Data listing below:

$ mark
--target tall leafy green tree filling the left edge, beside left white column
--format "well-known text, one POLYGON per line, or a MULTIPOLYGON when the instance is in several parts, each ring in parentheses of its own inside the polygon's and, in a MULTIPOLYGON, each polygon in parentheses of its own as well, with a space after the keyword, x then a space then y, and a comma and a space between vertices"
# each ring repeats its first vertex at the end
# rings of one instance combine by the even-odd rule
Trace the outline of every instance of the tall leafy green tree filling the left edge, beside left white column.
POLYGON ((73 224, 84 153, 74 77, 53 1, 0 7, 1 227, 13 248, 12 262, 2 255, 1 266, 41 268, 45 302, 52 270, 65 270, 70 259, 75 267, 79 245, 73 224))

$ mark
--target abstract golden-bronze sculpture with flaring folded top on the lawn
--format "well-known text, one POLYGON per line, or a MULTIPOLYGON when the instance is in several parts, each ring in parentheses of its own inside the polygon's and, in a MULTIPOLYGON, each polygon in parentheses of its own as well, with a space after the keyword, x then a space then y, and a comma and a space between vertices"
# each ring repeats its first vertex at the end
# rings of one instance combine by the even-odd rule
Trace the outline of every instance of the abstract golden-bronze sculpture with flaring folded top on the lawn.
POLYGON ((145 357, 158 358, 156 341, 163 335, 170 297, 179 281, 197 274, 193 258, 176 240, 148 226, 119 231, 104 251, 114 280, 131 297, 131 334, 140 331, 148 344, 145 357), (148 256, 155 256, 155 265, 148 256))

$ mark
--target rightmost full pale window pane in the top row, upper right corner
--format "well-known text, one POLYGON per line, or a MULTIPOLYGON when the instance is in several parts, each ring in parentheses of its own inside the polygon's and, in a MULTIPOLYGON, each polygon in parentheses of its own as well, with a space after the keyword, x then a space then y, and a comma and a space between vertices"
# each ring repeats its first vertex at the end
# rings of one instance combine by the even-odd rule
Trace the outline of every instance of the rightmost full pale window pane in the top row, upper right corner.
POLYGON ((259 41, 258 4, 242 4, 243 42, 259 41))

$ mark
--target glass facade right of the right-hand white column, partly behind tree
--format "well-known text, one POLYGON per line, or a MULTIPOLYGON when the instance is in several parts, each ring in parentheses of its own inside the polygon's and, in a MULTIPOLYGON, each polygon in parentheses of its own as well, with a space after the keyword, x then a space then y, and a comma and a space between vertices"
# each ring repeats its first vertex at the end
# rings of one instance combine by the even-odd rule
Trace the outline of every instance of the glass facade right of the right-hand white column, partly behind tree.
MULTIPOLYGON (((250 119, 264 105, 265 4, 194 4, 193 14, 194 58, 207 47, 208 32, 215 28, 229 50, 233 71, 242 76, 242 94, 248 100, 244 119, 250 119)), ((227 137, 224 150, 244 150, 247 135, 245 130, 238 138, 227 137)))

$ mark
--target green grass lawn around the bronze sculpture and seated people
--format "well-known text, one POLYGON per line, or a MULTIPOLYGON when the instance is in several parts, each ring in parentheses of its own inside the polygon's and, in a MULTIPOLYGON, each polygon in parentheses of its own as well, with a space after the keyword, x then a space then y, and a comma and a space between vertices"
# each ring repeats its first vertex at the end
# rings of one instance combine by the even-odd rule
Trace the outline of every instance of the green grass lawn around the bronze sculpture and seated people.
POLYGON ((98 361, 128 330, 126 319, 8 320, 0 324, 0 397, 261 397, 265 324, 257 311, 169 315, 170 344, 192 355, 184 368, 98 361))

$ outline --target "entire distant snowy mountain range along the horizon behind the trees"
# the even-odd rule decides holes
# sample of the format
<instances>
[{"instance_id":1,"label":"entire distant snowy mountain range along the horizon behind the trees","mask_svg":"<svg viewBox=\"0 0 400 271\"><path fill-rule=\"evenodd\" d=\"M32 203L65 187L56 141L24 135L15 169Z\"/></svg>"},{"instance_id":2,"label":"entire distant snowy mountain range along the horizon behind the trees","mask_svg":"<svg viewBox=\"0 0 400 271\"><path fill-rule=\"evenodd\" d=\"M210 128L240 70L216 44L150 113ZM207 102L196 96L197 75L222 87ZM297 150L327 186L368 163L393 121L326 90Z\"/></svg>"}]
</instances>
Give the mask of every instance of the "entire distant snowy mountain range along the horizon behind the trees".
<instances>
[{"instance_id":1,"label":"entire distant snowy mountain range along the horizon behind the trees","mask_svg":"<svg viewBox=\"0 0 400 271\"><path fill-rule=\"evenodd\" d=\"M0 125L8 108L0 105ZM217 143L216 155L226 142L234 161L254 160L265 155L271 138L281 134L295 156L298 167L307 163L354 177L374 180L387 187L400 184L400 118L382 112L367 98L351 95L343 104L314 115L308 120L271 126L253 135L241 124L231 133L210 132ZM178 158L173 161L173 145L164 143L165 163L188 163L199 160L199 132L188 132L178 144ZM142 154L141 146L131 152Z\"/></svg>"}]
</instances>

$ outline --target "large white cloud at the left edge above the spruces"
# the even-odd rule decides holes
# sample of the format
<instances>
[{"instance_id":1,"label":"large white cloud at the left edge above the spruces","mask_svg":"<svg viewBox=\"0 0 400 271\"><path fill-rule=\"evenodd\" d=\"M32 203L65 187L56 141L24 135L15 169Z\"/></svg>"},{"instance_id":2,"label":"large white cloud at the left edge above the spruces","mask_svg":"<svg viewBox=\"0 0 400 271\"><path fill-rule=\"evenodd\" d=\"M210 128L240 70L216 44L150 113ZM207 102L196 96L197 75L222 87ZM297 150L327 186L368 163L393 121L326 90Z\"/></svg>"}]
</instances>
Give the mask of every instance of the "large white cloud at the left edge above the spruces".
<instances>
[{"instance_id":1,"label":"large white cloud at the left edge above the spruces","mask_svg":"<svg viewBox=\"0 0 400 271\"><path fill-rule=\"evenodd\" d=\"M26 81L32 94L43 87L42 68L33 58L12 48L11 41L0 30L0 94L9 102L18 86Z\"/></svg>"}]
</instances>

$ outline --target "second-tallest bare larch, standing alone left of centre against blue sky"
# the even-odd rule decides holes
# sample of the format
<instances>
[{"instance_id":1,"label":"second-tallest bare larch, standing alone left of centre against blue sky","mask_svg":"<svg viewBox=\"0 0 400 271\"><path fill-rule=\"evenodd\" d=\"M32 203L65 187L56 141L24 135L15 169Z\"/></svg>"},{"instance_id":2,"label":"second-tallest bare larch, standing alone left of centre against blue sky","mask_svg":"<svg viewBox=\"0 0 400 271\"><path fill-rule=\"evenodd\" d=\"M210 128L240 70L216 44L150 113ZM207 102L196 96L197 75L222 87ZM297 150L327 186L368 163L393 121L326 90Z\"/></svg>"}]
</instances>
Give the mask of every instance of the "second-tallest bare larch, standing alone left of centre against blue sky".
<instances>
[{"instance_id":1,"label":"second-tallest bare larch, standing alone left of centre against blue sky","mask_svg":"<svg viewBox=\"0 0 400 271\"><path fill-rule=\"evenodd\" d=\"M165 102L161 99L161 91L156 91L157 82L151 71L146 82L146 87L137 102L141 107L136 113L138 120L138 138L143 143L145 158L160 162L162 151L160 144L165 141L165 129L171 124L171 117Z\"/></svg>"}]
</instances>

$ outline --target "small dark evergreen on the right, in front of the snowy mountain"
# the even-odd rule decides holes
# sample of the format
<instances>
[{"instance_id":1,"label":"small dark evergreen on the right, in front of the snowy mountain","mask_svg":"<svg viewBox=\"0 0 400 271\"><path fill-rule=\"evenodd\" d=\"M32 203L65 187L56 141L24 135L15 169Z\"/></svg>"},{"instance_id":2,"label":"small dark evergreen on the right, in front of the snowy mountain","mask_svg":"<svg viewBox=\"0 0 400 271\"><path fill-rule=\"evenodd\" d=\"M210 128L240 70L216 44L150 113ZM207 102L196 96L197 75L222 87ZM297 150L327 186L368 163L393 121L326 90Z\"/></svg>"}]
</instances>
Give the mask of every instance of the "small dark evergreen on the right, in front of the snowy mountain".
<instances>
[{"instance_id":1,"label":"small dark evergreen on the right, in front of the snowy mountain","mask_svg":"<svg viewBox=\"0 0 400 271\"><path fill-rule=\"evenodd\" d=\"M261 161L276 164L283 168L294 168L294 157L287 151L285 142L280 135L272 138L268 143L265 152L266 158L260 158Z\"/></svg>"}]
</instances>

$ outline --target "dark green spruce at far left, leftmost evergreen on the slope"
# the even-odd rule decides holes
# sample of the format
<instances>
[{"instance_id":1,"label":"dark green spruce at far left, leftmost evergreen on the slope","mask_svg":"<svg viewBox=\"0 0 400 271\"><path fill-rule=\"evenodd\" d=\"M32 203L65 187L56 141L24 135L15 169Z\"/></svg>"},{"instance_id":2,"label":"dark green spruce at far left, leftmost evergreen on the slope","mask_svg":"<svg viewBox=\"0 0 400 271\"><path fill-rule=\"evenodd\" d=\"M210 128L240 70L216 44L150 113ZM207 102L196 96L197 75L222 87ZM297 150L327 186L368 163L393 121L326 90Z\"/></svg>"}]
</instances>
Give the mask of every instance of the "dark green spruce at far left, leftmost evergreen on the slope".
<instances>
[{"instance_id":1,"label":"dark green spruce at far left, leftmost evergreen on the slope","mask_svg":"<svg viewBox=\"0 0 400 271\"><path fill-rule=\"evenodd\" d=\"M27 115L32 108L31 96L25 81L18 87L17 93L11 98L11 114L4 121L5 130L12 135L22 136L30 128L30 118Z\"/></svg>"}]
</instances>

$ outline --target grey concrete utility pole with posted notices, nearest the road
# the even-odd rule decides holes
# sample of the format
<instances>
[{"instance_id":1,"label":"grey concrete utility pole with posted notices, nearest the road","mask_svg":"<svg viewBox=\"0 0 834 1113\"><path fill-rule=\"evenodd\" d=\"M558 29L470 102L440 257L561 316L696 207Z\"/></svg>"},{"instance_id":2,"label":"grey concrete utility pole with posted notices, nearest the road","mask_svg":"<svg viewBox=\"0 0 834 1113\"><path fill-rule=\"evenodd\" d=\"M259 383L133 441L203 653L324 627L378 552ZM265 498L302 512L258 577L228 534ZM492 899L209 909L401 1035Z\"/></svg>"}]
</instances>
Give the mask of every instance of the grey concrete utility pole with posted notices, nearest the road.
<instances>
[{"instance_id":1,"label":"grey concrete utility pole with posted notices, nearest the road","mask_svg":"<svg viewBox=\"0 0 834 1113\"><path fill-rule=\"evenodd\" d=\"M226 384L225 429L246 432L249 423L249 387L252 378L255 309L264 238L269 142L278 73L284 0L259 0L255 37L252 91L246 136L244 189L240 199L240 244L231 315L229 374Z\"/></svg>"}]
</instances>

End of Data listing.

Scan the entries above and return each line that holds "target".

--target tall leafy green tree filling the left edge, beside left white column
--target abstract golden-bronze sculpture with flaring folded top on the lawn
--target rightmost full pale window pane in the top row, upper right corner
--target glass facade right of the right-hand white column, partly behind tree
--target green grass lawn around the bronze sculpture and seated people
$ outline --target "entire distant snowy mountain range along the horizon behind the trees"
$ outline --target "large white cloud at the left edge above the spruces"
$ outline --target "second-tallest bare larch, standing alone left of centre against blue sky"
$ outline --target "small dark evergreen on the right, in front of the snowy mountain"
$ outline --target "dark green spruce at far left, leftmost evergreen on the slope"
$ outline --target grey concrete utility pole with posted notices, nearest the road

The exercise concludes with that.